Social Media Platforms Source of 71pc of Complaints to Content Forum, Says Self-Regulatory Body
KUALA LUMPUR, Jan 31 — The Communications and Multimedia Content Forum of Malaysia (CMCF) revealed in its latest report that a total of 518 out of 734, or 71 per cent, of complaints received last year came from social media platforms.
In a statement today, the self-regulated complaints bureau under the Malaysian Communications and Multimedia Commission (MCMC) said that the number of complaints from social media had increased compared to the previous year’s 412 cases.
“The complaints range from cyberbullying, misuse of private information, love scams and posts that offend religion; with a number of reports relating to a variety of issues that went viral during the year.
“The increasing number of complaints can indicate that the new media platforms are rife with mischief and misconduct,” it said.
Out of the 518 complaints, it revealed that 204 cases were from WhatsApp, 130 cases from Facebook, 68 cases from Instagram, 13 cases from TikTok, and six cases from Twitter.
However, the CMCF also said that the complaints were a healthy indication that Malaysians are playing their role in self-regulation of content, by recognising potentially harmful content and lodging reports to the relevant parties.
It also said that as for complaints related to other media networks such as television, radio, internet (for websites hosted in Malaysia), these will be evaluated based on the CMCF’s own content code.
Any violation of the content code will result in a written reprimand, a fine not exceeding RM50,000, required removal of the content or cessation of the offending act, it added.
On social media complaints, CMCF said that all complainants will be advised to lodge a report directly with the administrators of the respective platforms.
“For complaints of a more criminal nature, the complainant will be guided to the relevant authorities. For example, on cases relating to fraud or scams, they will be referred to the Royal Malaysian Police (PDRM) or to the National Scam Response Centre (NSRC). “Cases that relate to content involving race, religion, and royalty will be addressed by MCMC directly, and investigated under the relevant laws including the Communications and Multimedia Act 1998,” it added.
CMCF is an organisation that oversees and promotes the self-regulation of content over the electronic networked medium. The Content Forum consists of key players of the content industry i.e., advertisers, advertising agencies, broadcasters, content creators/distributors, audiotext hosting services providers, advertising agencies, internet service providers and civic groups. Aimed at facilitating self-regulation, which provides an additional layer of consumer protection that complements the legal framework, the Content Forum is committed to govern and promote the creation, distribution and consumption of electronic-networked content.

ASSIGNMENT 1 - Reproduce the portion of the article on complaints to the Content Forum starting at "CMCF is an organisation" and ending at "of electronic-networked content.".
ASSIGNMENT 2 -
Answer the following questions using the article on complaints to the Content Forum.
(a) How many of the social media complaints came from WhatsApp?
(b) What is the highest fine that may be imposed for a violation of the content code?
(c) To which bodies are cases relating to fraud or scams referred?
ASSIGNMENT 3 -
State whether each statement below agrees with the article on complaints to the Content Forum, and support each answer with the decisive words from the article.
(a) Complaints from social media were fewer than in the previous year.
(b) Facebook accounted for 130 of the social media complaints.
(c) Cases involving race, religion, and royalty are handled by the police.

MATERIAL SUPPLIED -
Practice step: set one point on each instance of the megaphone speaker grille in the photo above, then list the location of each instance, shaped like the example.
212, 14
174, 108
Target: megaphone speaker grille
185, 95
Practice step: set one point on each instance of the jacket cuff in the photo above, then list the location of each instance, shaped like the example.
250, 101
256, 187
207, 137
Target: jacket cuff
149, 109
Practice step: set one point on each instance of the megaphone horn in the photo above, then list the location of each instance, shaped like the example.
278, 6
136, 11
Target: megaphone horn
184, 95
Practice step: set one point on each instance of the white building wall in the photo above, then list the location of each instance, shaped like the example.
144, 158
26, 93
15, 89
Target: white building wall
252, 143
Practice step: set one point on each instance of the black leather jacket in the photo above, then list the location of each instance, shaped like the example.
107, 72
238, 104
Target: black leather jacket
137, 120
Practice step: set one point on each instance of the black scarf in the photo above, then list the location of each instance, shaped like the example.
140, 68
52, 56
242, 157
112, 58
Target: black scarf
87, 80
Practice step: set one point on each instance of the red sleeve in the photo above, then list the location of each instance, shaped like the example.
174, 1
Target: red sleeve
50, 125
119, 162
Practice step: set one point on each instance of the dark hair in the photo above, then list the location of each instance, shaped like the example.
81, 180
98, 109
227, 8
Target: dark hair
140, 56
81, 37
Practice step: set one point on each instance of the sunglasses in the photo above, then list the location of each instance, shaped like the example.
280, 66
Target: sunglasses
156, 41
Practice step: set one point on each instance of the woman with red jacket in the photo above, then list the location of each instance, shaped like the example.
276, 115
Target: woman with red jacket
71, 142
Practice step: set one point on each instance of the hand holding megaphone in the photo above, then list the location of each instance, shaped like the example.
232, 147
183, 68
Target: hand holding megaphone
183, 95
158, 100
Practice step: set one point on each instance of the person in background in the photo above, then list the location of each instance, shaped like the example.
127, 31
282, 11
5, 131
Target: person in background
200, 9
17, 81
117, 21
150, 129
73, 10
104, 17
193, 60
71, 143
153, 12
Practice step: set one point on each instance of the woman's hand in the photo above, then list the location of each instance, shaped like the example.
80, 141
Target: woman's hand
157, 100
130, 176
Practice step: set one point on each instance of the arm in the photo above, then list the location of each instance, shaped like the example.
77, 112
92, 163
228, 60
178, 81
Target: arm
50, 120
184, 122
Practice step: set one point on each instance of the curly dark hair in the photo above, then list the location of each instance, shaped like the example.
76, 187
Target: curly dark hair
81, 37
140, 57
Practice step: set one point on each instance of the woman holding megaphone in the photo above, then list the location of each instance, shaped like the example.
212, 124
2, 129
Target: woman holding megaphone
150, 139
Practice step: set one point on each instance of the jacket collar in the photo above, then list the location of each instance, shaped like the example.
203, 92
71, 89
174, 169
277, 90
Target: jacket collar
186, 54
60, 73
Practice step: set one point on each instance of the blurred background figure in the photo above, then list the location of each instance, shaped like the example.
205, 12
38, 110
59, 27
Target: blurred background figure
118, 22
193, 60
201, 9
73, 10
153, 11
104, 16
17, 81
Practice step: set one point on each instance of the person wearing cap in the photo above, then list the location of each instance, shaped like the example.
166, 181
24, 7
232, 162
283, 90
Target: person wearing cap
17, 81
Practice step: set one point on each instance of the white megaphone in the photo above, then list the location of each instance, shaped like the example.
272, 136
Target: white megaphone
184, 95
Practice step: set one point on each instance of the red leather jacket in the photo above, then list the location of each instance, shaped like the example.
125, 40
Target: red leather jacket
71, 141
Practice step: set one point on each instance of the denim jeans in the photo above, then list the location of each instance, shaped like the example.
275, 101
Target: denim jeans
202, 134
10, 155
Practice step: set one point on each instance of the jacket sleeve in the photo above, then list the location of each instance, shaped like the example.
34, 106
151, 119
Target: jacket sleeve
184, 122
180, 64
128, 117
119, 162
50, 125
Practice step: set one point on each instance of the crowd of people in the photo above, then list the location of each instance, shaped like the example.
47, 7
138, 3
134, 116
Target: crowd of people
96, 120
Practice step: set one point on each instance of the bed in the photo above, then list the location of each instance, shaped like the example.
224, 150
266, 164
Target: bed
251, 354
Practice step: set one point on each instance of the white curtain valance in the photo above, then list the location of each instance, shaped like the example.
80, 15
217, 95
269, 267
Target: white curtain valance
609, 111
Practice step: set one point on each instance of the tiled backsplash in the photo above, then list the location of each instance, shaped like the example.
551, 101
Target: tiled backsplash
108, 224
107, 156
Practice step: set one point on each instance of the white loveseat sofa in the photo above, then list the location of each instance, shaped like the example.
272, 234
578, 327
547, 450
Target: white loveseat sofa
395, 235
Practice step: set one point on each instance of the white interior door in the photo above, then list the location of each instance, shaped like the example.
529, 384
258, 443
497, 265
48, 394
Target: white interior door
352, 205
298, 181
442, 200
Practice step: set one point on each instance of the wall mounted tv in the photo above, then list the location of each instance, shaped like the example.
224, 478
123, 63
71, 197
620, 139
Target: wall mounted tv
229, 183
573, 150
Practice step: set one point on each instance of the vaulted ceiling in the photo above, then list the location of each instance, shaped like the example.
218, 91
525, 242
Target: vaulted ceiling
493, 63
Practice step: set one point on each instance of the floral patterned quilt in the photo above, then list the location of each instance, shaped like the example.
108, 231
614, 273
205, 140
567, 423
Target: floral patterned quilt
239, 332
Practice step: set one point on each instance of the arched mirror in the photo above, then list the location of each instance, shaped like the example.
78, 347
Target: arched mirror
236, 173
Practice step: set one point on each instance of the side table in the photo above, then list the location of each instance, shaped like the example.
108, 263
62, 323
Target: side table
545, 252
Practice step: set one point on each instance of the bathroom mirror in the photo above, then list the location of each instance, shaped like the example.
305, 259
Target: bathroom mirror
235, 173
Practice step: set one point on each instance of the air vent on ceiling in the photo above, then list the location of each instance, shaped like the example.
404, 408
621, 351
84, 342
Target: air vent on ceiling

WRITTEN SOLUTION 1 -
CMCF is an organisation that oversees and promotes the self-regulation of content over the electronic networked medium. The Content Forum consists of key players of the content industry i.e., advertisers, advertising agencies, broadcasters, content creators/distributors, audiotext hosting services providers, advertising agencies, internet service providers and civic groups. Aimed at facilitating self-regulation, which provides an additional layer of consumer protection that complements the legal framework, the Content Forum is committed to govern and promote the creation, distribution and consumption of electronic-networked content.

WRITTEN SOLUTION 2 -
(a) 204
(b) RM50,000
(c) The Royal Malaysian Police (PDRM) or the National Scam Response Centre (NSRC)

WRITTEN SOLUTION 3 -
(a) No: "the number of complaints from social media had increased compared to the previous year’s 412 cases"
(b) Yes: "130 cases from Facebook"
(c) No: "Cases that relate to content involving race, religion, and royalty will be addressed by MCMC directly"